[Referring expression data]

[Start of section]

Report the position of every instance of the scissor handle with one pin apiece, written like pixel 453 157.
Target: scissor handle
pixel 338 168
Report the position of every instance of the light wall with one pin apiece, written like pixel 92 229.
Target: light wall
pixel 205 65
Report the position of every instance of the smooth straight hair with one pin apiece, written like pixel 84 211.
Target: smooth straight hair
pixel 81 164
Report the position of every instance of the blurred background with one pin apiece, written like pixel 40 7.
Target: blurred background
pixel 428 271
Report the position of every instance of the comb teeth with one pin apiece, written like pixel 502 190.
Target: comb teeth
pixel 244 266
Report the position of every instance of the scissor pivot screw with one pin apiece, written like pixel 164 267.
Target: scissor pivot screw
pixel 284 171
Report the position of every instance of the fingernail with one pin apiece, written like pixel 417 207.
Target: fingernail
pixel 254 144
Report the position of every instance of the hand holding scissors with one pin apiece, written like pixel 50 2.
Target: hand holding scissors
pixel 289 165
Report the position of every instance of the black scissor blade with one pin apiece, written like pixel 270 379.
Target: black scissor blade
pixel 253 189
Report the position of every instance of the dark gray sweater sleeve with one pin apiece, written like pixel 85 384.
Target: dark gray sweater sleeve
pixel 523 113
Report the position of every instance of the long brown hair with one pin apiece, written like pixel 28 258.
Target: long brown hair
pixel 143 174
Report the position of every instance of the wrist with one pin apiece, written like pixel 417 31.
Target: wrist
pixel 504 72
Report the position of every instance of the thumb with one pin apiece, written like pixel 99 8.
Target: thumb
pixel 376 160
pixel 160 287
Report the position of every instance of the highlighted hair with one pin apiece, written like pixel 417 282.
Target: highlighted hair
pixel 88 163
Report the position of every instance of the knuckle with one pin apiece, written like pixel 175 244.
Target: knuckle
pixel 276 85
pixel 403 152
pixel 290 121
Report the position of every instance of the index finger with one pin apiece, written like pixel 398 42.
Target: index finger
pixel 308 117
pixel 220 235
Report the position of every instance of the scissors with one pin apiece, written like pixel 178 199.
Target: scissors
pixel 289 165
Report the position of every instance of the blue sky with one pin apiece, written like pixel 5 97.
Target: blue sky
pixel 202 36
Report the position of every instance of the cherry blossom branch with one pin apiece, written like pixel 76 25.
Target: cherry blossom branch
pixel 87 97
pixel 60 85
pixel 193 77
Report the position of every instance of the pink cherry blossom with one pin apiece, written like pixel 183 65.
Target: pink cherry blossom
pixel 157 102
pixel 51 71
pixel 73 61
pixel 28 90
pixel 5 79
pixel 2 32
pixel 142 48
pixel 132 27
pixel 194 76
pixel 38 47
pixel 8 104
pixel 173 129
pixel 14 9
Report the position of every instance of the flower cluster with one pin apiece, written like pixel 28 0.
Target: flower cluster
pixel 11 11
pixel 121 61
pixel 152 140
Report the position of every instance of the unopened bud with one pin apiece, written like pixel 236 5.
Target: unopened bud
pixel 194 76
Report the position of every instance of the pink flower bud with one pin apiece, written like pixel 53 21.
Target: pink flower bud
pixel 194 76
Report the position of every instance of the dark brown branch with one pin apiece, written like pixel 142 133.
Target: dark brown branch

[End of section]

Task goal >> With the line holding "Target: scissor handle" as the first and the line holding "Report the position of every instance of the smooth" as the last, set down that range of the entries above exactly, and nothing else.

Exercise response >>
Target: scissor handle
pixel 338 168
Report the position of every instance of the light wall with one pin apiece, written like pixel 92 229.
Target: light wall
pixel 205 65
Report the position of every instance of the smooth straight hair with one pin apiece, written like pixel 84 211.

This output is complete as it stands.